<<<<

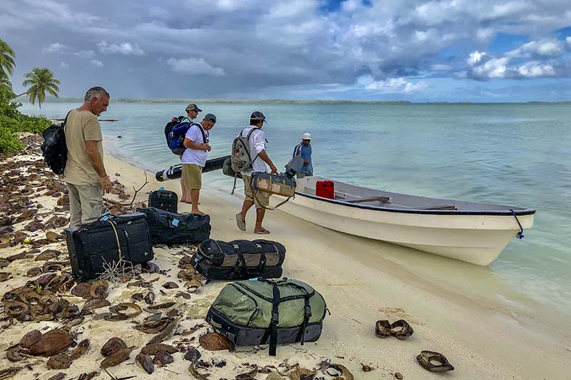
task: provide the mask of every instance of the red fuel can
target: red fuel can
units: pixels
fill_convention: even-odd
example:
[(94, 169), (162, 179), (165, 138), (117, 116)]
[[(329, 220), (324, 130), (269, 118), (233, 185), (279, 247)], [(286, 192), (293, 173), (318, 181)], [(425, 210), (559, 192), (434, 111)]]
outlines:
[(335, 199), (335, 183), (333, 181), (317, 181), (315, 195), (328, 199)]

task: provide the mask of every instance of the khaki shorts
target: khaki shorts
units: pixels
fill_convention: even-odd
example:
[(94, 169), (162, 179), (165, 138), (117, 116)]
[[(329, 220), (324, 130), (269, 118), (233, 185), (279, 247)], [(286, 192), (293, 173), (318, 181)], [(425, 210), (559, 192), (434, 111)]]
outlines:
[(257, 191), (256, 197), (254, 197), (253, 192), (252, 191), (252, 178), (249, 175), (242, 175), (242, 179), (244, 180), (244, 195), (246, 195), (246, 200), (253, 202), (256, 205), (256, 208), (267, 207), (270, 205), (270, 194), (265, 191)]
[(202, 188), (202, 167), (193, 163), (183, 164), (183, 179), (188, 190)]

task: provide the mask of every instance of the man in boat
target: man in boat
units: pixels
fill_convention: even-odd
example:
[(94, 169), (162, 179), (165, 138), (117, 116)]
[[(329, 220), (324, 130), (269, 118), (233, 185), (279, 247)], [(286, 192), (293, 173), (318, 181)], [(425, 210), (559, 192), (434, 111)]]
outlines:
[(271, 173), (278, 173), (278, 168), (273, 165), (270, 156), (266, 151), (266, 134), (262, 130), (263, 123), (266, 123), (266, 116), (257, 111), (250, 116), (250, 126), (241, 132), (242, 137), (248, 137), (250, 145), (250, 153), (255, 158), (252, 161), (252, 170), (243, 172), (242, 179), (244, 180), (244, 202), (242, 204), (242, 210), (236, 214), (236, 225), (242, 231), (246, 231), (246, 215), (250, 208), (256, 205), (256, 227), (255, 234), (267, 235), (270, 231), (262, 226), (263, 217), (266, 215), (266, 208), (270, 205), (270, 194), (258, 191), (254, 197), (251, 183), (252, 175), (254, 172), (267, 173), (270, 166)]
[(111, 180), (103, 162), (103, 136), (97, 116), (107, 111), (109, 93), (92, 87), (84, 104), (68, 113), (65, 135), (67, 162), (64, 179), (69, 194), (70, 226), (97, 220), (103, 194), (111, 191)]
[(184, 185), (191, 193), (193, 214), (203, 215), (198, 210), (198, 197), (202, 188), (202, 169), (206, 163), (208, 152), (212, 149), (208, 145), (208, 131), (216, 123), (216, 116), (207, 113), (200, 124), (193, 123), (186, 131), (184, 138), (184, 150), (181, 163), (183, 166)]
[(293, 149), (293, 157), (301, 157), (303, 166), (298, 172), (298, 178), (313, 175), (313, 166), (311, 165), (311, 135), (308, 133), (301, 136), (301, 143)]
[[(192, 124), (194, 121), (195, 118), (198, 115), (198, 113), (202, 111), (201, 109), (198, 108), (195, 103), (191, 103), (188, 106), (186, 106), (185, 109), (186, 111), (186, 116), (183, 118), (181, 120), (181, 123), (190, 123)], [(181, 159), (181, 163), (182, 163), (183, 155), (181, 155), (178, 158)], [(181, 198), (181, 202), (183, 202), (185, 203), (191, 203), (192, 202), (192, 197), (191, 196), (191, 189), (186, 188), (186, 185), (184, 180), (184, 171), (181, 173), (181, 189), (182, 190), (182, 197)]]

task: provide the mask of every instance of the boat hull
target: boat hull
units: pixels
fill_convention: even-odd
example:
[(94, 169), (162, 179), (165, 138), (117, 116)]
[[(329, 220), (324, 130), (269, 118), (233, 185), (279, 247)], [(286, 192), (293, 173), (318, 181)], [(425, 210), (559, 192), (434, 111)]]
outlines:
[[(272, 204), (283, 200), (271, 197)], [(488, 265), (520, 231), (513, 215), (419, 214), (349, 206), (301, 193), (279, 210), (308, 222), (350, 235)], [(524, 229), (534, 214), (518, 216)]]

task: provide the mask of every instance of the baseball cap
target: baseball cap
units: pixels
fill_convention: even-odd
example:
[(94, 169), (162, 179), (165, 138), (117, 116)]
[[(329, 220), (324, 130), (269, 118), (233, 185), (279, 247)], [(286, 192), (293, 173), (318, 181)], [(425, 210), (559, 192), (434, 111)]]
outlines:
[(204, 116), (204, 120), (206, 121), (211, 121), (213, 123), (216, 122), (216, 116), (213, 113), (207, 113), (206, 116)]
[(202, 111), (202, 110), (200, 109), (198, 106), (194, 104), (193, 103), (188, 104), (188, 106), (186, 106), (186, 112), (188, 112), (189, 111), (196, 111), (196, 112)]
[(259, 111), (253, 111), (253, 112), (252, 113), (252, 115), (251, 115), (251, 116), (250, 116), (250, 118), (251, 118), (251, 120), (262, 120), (262, 121), (263, 121), (264, 123), (266, 123), (266, 116), (264, 116), (264, 115), (263, 115), (263, 113), (261, 113), (261, 112), (260, 112)]

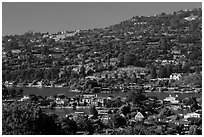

>>>>

=== WHAT IS BEING ASKED ===
Could you render all of the records above as a numbered list with one line per entry, dropping the blank lines and leaving out the pictures?

=== COMPLETE ANSWER ===
1. task: provide the mask of every instance of the red fuel can
2. target: red fuel can
3. units: pixels
4. fill_convention: even-odd
5. example:
6. [(94, 169), (162, 179), (165, 138), (117, 116)]
7. [[(329, 220), (324, 130), (269, 118), (233, 185), (279, 247)], [(286, 192), (293, 173), (318, 181)], [(425, 210), (559, 192), (434, 111)]]
8. outlines:
9. [(335, 199), (335, 183), (333, 181), (317, 181), (315, 195), (328, 199)]
10. task: provide the mask of every instance of the khaki shorts
11. target: khaki shorts
12. units: pixels
13. fill_convention: even-odd
14. example:
15. [(94, 169), (162, 179), (165, 138), (117, 116)]
16. [[(329, 220), (324, 130), (269, 118), (233, 185), (279, 247)], [(286, 192), (293, 173), (318, 181)], [(425, 210), (559, 192), (434, 111)]]
17. outlines:
18. [(257, 191), (256, 197), (254, 197), (253, 192), (252, 191), (252, 178), (249, 175), (242, 175), (242, 179), (244, 180), (244, 195), (246, 195), (246, 200), (253, 202), (256, 205), (256, 208), (267, 207), (270, 205), (270, 194), (265, 191)]
19. [(202, 188), (202, 167), (193, 163), (183, 164), (183, 179), (188, 190)]
20. task: provide the mask of every instance of the man in boat
21. target: man in boat
22. units: pixels
23. fill_convention: even-odd
24. example:
25. [(94, 169), (162, 179), (165, 138), (117, 116)]
26. [[(329, 220), (324, 130), (269, 118), (233, 185), (279, 247)], [(286, 192), (293, 173), (318, 181)], [(425, 210), (559, 192), (434, 111)]]
27. outlines:
28. [(271, 173), (278, 173), (278, 168), (273, 165), (270, 156), (266, 151), (266, 134), (262, 130), (263, 123), (266, 123), (266, 116), (257, 111), (250, 116), (250, 126), (241, 132), (242, 137), (248, 137), (250, 145), (250, 153), (255, 158), (252, 161), (252, 170), (243, 172), (242, 179), (244, 180), (244, 202), (242, 204), (242, 210), (236, 214), (236, 225), (242, 231), (246, 231), (246, 215), (250, 208), (256, 205), (256, 227), (255, 234), (267, 235), (270, 231), (262, 226), (263, 217), (266, 215), (266, 208), (270, 205), (270, 194), (258, 191), (254, 197), (251, 183), (252, 175), (254, 172), (267, 173), (270, 166)]
29. [(111, 180), (103, 162), (103, 136), (97, 116), (107, 111), (109, 93), (92, 87), (84, 104), (68, 113), (65, 135), (67, 162), (64, 179), (69, 194), (70, 226), (97, 220), (103, 194), (111, 191)]
30. [(184, 185), (191, 193), (193, 214), (203, 215), (198, 210), (198, 197), (202, 188), (202, 169), (206, 163), (208, 152), (212, 149), (208, 145), (208, 131), (216, 123), (216, 116), (207, 113), (200, 124), (193, 123), (186, 131), (184, 138), (184, 150), (181, 163), (183, 166)]
31. [(293, 149), (293, 157), (301, 157), (303, 166), (298, 172), (298, 178), (313, 175), (313, 166), (311, 165), (311, 135), (308, 133), (301, 136), (301, 143)]
32. [[(192, 124), (194, 121), (195, 118), (198, 115), (198, 113), (202, 111), (201, 109), (198, 108), (195, 103), (191, 103), (188, 106), (186, 106), (185, 109), (186, 111), (186, 116), (183, 118), (181, 120), (181, 123), (190, 123)], [(181, 159), (181, 163), (182, 163), (183, 155), (181, 155), (178, 158)], [(181, 198), (181, 202), (183, 202), (185, 203), (191, 203), (192, 202), (192, 197), (191, 196), (191, 189), (186, 188), (186, 185), (184, 180), (184, 171), (181, 173), (181, 189), (182, 190), (182, 197)]]
33. task: provide the mask of every instance of the boat hull
34. target: boat hull
35. units: pixels
36. fill_convention: even-odd
37. example:
38. [(94, 169), (162, 179), (165, 138), (117, 116)]
39. [[(329, 220), (324, 130), (269, 118), (233, 185), (279, 247)], [(286, 192), (293, 173), (318, 181)], [(425, 210), (559, 192), (434, 111)]]
40. outlines:
41. [[(272, 204), (283, 200), (271, 197)], [(488, 265), (520, 231), (513, 215), (419, 214), (349, 206), (301, 193), (279, 210), (308, 222), (350, 235)], [(524, 229), (534, 214), (518, 216)]]
42. task: provide the mask of every instance of the baseball cap
43. target: baseball cap
44. units: pixels
45. fill_convention: even-odd
46. example:
47. [(94, 169), (162, 179), (165, 138), (117, 116)]
48. [[(329, 220), (324, 130), (269, 118), (233, 185), (279, 247)], [(286, 192), (293, 173), (318, 181)], [(425, 210), (559, 192), (434, 111)]]
49. outlines:
50. [(204, 116), (204, 120), (206, 121), (211, 121), (213, 123), (216, 122), (216, 116), (213, 113), (207, 113), (206, 116)]
51. [(202, 111), (202, 110), (200, 109), (198, 106), (194, 104), (193, 103), (188, 104), (188, 106), (186, 106), (186, 112), (188, 112), (189, 111), (196, 111), (196, 112)]
52. [(259, 111), (253, 111), (253, 112), (252, 113), (252, 115), (251, 115), (251, 116), (250, 116), (250, 118), (251, 118), (251, 120), (262, 120), (262, 121), (263, 121), (264, 123), (266, 123), (266, 116), (264, 116), (264, 115), (263, 115), (263, 113), (261, 113), (261, 112), (260, 112)]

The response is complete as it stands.